Écrit par Canelle Feuerstein
Paru le 16 juin 2020

Ecoles à distance

Eve Martina Carrard, enseignante à l’école primaire de Perly-Certoux depuis 21 ans, nous raconte son expérience de l’école à distance avec sa classe de 1P-2P.  

 

Pendant longtemps, le vendredi 13 mars 2020 restera dans les mémoires. En Suisse, la population a dû faire face à une situation encore jamais vécue par nos générations. En effet, en réponse à la crise sanitaire liée au COVID-19, le Conseil Fédéral et les cantons décident de fermer les écoles jusqu’à nouvel avis.

« Depuis quelques semaines, les procédures de mesures d’hygiène étaient entrées dans les mœurs, on se lavait les mains tout le temps. On parlait du virus, mais sans s’alarmer. Une semaine auparavant, je rassurais les parents en disant que la situation était sous contrôle et qu’il n’était pas question que l’école ferme ». Eve Martina Carrad, enseignante d’une classe de 1P-2P à l’école de Perly-Certoux, nous raconte comment l’enseignement à distance s’est mis en place et comment ses élèves, leurs parents et elle ont fait face à cette période exceptionnelle.

 

Mise en place de l’école à distance

Contre toute attente, à 15h30, le vendredi 13 mars, Eve reçoit l’e-mail annonçant la fermeture de l’école. Elle choisit d’en parler tout de suite à ses élèves, âgés de 4 à 6 ans. Il est donc important de leur annoncer que leur rythme de vie va être chamboulé et qu’ils ne reverront pas leur maîtresse après le week-end.

Ils ne reviendront pas à l’école la semaine suivante, ni celles d’après : certains pleurent, ils comprennent que la situation est inédite.

Ne voulant pas laisser ses élèves et leurs parents dans l’incertitude, l’enseignante créée pendant le week-end un groupe sur l’application WhatsApp. Elle pouvait ainsi donner très rapidement des informations sur la mise en place des solutions pour les semaines à venir et garder le lien.« Dès le début, cela a permis de dédramatiser et de garder un lien avec chaque famille. A ce moment-là, je ne pensais pas que cela nous permettrait de faire vivre notre classe, même virtuellement ».

### Données fournies
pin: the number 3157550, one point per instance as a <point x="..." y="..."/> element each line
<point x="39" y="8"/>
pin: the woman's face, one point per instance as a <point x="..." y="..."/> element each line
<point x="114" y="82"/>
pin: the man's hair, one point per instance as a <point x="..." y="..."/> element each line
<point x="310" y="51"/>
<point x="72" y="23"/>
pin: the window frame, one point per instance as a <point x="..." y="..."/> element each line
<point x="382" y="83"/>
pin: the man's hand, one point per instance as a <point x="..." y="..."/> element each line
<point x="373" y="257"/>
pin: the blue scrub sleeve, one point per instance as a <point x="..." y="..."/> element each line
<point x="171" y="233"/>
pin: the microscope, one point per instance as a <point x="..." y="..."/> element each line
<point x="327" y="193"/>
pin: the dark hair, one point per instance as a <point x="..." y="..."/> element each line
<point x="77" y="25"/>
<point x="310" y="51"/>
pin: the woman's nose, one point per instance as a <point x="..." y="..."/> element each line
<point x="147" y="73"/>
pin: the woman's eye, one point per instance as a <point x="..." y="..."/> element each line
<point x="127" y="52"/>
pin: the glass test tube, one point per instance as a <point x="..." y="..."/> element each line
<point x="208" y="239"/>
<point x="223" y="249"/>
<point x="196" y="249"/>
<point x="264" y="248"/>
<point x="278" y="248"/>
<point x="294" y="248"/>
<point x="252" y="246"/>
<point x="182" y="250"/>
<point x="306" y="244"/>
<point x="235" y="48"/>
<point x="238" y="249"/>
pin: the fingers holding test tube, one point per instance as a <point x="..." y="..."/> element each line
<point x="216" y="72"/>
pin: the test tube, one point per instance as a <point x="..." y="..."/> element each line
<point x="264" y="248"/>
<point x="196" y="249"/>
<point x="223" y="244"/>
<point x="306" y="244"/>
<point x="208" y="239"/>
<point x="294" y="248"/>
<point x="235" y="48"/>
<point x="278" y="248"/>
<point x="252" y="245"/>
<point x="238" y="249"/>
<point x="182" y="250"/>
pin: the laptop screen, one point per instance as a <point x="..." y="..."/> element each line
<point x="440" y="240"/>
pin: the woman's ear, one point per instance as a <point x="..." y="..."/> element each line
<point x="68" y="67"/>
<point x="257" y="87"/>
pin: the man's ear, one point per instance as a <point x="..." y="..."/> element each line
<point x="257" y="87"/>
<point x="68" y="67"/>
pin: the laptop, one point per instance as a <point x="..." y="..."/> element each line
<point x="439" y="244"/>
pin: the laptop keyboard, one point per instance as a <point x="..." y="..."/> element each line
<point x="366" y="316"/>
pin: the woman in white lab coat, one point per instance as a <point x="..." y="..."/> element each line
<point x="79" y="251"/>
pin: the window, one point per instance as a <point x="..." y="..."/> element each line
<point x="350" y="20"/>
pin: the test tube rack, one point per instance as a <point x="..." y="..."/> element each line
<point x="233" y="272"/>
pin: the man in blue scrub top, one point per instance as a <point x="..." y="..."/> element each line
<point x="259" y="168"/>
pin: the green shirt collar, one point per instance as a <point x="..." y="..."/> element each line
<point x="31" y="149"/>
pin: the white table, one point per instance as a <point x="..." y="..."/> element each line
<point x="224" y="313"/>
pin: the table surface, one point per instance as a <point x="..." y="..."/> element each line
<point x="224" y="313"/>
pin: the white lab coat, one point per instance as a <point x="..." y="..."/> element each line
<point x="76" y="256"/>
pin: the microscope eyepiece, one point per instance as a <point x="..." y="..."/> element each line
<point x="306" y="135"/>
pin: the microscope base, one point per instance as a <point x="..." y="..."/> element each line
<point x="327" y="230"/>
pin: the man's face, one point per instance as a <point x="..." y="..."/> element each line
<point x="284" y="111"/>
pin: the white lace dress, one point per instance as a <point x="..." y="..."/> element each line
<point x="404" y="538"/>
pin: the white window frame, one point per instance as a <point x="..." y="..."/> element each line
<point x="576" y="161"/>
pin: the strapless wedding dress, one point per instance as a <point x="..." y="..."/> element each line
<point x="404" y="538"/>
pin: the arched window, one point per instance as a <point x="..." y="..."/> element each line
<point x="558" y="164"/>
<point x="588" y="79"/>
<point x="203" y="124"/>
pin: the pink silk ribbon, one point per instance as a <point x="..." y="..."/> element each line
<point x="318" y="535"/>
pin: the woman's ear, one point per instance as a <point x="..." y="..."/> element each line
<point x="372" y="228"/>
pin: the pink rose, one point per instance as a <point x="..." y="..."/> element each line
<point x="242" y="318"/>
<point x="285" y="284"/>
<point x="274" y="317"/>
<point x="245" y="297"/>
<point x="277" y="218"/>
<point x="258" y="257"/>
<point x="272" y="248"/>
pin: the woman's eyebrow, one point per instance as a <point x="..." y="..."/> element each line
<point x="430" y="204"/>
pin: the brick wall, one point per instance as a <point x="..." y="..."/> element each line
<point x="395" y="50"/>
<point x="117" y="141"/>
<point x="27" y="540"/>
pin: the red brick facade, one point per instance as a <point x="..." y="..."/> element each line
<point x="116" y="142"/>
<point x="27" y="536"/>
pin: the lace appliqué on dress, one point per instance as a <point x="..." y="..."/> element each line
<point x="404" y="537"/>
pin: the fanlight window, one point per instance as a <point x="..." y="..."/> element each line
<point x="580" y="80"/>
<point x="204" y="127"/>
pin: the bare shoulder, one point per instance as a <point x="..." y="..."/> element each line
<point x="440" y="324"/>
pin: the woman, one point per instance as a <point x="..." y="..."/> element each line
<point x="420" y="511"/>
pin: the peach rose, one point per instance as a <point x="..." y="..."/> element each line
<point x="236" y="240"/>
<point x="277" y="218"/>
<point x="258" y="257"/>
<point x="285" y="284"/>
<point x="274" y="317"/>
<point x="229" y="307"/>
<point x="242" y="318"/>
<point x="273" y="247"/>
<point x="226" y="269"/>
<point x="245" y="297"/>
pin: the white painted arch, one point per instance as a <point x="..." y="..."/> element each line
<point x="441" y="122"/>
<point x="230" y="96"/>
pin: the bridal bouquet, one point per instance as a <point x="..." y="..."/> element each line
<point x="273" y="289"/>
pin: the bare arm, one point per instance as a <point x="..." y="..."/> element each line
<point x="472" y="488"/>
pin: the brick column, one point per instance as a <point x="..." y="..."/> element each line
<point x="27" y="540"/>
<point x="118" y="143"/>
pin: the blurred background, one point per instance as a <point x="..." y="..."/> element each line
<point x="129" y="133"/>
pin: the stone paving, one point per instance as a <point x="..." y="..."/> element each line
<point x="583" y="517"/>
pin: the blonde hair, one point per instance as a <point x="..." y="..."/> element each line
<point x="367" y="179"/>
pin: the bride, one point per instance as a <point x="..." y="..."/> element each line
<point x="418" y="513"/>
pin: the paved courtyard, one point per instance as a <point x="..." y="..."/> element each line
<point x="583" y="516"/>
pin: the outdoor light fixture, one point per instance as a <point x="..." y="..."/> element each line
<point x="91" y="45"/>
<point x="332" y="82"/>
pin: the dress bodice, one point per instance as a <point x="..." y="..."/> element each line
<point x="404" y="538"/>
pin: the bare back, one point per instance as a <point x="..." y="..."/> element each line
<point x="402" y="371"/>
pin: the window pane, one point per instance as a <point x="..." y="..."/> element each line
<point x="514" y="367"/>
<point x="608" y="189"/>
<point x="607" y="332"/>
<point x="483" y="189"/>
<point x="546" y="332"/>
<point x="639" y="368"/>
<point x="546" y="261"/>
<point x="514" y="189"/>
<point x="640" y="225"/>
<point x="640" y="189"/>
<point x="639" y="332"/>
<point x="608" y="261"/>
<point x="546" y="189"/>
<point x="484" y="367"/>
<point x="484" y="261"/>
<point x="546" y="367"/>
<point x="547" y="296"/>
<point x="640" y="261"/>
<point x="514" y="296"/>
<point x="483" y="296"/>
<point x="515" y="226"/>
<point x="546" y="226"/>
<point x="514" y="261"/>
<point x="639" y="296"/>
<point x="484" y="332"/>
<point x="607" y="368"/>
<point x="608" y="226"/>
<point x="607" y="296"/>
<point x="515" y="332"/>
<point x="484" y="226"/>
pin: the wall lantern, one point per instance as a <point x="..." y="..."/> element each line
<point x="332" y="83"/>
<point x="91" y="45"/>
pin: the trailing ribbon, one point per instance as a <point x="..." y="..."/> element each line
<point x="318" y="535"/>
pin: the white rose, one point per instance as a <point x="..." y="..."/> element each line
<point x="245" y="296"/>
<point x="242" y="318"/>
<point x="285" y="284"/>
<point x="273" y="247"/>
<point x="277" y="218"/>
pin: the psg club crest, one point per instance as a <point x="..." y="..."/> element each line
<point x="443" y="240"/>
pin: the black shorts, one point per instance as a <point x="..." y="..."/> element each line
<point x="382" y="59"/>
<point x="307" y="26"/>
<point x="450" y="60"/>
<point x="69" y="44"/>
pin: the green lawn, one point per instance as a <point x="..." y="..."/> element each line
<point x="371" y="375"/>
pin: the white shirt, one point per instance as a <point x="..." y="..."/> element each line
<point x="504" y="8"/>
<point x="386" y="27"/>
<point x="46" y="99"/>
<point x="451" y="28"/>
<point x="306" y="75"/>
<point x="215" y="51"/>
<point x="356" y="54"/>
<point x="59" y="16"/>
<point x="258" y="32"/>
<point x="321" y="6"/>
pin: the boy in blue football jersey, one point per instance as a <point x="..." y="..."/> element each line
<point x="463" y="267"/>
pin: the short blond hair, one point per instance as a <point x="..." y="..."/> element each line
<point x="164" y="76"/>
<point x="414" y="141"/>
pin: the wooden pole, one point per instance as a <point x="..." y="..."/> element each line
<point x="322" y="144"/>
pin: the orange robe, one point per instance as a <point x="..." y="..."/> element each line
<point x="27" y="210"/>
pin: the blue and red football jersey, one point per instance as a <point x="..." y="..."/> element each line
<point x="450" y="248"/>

### Consigne 1
Dans l'extrait, à quelle heure l'enseignante reçoit-elle l'e-mail annonçant la fermeture de l'école ?
### Consigne 2
Dans l'extrait, modifiez le passage qui commence par « Contre toute attente, à » et va jusqu'à « situation est inédite. » en remplaçant « maîtresse » par « enseignante ».
### Consigne 3
Résumez l'extrait en deux phrases.
Les données n'ont aucun rapport avec l'extrait.

### Réponse attendue 1
À 15h30, le vendredi 13 mars.

### Réponse attendue 2
Contre toute attente, à 15h30, le vendredi 13 mars, Eve reçoit l’e-mail annonçant la fermeture de l’école. Elle choisit d’en parler tout de suite à ses élèves, âgés de 4 à 6 ans. Il est donc important de leur annoncer que leur rythme de vie va être chamboulé et qu’ils ne reverront pas leur enseignante après le week-end.

Ils ne reviendront pas à l’école la semaine suivante, ni celles d’après : certains pleurent, ils comprennent que la situation est inédite.

### Réponse attendue 3
Le vendredi 13 mars 2020, en réponse à la crise du COVID-19, les écoles suisses ferment, et une enseignante de 1P-2P à Perly-Certoux l'annonce tout de suite à ses élèves de 4 à 6 ans. Pendant le week-end, elle crée un groupe WhatsApp pour informer rapidement les familles et garder le lien avec elles.